[GOAL]:
Reproduce the stretch from the line containing "Check that every instance of the shadow" through the end of the items, requests included, scaling every x and y coordinate in the answers by 1.65 and rounding to whole numbers, with halves rounded up. Leave the requests and their sample tag format unchanged.
# GIVEN DATA start
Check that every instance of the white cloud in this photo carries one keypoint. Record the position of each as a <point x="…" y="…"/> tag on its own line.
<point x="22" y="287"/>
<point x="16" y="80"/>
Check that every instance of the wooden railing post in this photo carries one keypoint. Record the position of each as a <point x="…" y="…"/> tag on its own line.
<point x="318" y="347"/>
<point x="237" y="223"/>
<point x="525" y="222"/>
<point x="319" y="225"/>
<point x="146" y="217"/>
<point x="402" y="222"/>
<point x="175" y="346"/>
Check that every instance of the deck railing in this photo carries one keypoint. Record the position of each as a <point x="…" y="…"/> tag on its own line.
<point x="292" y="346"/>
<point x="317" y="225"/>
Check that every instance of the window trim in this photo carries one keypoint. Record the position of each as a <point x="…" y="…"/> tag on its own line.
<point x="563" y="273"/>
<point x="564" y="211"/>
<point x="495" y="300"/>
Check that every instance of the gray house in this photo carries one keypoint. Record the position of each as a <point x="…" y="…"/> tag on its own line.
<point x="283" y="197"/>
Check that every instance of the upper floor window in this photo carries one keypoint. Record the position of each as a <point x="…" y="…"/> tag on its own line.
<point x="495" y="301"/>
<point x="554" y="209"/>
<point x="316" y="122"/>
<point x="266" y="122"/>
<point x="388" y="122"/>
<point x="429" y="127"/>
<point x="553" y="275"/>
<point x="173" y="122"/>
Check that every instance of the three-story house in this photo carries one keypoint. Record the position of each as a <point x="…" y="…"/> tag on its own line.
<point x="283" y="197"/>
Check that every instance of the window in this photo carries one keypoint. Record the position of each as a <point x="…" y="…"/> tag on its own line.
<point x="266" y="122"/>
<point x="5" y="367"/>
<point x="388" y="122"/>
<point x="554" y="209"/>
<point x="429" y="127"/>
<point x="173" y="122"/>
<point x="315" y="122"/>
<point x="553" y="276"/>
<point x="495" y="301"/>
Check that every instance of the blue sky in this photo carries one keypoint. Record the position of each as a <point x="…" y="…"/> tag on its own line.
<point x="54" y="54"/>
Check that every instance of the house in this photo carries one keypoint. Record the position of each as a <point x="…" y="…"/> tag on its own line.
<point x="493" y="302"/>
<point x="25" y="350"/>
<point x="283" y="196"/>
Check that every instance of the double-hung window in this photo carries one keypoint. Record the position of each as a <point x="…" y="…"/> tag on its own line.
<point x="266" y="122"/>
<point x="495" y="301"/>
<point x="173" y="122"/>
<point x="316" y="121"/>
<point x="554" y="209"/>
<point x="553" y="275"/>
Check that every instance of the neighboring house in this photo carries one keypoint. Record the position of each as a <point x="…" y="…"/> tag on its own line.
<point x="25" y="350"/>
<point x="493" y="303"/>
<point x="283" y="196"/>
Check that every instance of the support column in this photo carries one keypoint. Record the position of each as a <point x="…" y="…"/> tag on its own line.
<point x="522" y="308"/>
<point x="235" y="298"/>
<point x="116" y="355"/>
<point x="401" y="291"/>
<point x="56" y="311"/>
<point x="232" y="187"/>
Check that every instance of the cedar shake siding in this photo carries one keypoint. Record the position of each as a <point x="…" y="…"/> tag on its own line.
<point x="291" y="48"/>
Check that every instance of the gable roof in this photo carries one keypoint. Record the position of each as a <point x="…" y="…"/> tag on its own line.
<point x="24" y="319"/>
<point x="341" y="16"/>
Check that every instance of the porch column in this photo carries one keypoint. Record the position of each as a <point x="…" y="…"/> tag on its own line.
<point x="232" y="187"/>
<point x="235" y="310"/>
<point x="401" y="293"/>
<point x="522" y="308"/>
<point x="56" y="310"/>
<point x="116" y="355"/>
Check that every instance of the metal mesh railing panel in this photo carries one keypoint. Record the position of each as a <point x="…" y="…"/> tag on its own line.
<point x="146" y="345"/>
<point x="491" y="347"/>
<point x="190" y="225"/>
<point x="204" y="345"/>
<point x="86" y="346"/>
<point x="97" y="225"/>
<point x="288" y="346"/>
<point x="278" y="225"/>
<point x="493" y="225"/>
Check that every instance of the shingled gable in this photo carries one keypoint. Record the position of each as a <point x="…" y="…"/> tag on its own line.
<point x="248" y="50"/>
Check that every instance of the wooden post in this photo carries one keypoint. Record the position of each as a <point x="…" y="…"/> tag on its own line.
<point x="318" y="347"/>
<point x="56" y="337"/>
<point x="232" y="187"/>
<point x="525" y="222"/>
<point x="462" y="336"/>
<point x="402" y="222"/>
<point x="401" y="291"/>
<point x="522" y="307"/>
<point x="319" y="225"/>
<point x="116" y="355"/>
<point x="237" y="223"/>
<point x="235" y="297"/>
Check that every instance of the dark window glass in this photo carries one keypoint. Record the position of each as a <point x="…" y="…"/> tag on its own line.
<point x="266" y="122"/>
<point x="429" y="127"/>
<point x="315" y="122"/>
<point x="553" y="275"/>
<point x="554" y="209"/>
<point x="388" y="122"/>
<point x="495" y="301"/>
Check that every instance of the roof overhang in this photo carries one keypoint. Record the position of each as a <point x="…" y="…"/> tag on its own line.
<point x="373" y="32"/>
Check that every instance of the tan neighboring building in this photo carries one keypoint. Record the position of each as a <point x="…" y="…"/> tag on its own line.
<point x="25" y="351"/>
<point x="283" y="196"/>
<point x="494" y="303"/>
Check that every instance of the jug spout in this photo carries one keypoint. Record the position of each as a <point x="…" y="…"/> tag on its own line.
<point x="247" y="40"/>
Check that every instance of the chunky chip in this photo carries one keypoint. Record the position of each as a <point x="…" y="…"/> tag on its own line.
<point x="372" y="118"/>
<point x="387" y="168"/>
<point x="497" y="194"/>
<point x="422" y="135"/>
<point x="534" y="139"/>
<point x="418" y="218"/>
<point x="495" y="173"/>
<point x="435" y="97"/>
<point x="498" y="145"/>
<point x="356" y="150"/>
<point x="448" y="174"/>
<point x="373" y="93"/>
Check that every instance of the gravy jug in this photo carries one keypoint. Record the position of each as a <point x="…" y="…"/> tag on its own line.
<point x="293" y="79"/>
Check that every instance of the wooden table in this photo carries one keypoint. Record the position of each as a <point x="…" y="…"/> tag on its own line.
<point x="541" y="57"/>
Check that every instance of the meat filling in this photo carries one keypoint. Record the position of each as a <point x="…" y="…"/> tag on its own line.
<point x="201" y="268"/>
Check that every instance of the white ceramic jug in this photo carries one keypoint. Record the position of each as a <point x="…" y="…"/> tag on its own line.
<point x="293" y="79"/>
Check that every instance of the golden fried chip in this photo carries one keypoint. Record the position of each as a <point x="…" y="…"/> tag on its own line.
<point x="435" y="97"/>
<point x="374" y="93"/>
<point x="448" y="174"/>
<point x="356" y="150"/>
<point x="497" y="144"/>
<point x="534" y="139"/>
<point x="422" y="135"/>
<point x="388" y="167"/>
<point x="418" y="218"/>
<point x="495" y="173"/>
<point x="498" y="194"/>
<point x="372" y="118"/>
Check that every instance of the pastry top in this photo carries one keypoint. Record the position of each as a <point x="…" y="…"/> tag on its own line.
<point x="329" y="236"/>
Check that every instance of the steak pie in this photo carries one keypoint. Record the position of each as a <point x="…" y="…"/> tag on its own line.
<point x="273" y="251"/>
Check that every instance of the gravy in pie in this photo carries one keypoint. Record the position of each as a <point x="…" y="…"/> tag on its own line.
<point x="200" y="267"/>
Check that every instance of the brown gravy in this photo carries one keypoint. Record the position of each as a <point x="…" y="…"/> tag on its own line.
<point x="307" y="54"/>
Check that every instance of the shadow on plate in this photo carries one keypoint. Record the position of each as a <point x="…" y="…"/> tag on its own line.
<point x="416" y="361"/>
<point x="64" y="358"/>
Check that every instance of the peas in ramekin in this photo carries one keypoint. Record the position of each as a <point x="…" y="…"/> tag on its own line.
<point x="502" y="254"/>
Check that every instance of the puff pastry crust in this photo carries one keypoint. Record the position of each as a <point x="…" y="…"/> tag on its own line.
# GIVEN DATA end
[SOLUTION TO THIS TASK]:
Check that every instance of the shadow on plate in this photo carries one keypoint. Record the position of each as a <point x="…" y="…"/> tag on its own line.
<point x="686" y="596"/>
<point x="106" y="591"/>
Check that every instance of the peas in ramekin in this photo carries one keypoint. Record the position of each as a <point x="…" y="…"/> tag on its own line.
<point x="828" y="419"/>
Check that every instance of the puff pastry crust in this photo carries one keypoint. Record the position of each as a <point x="…" y="…"/> tag on its own line.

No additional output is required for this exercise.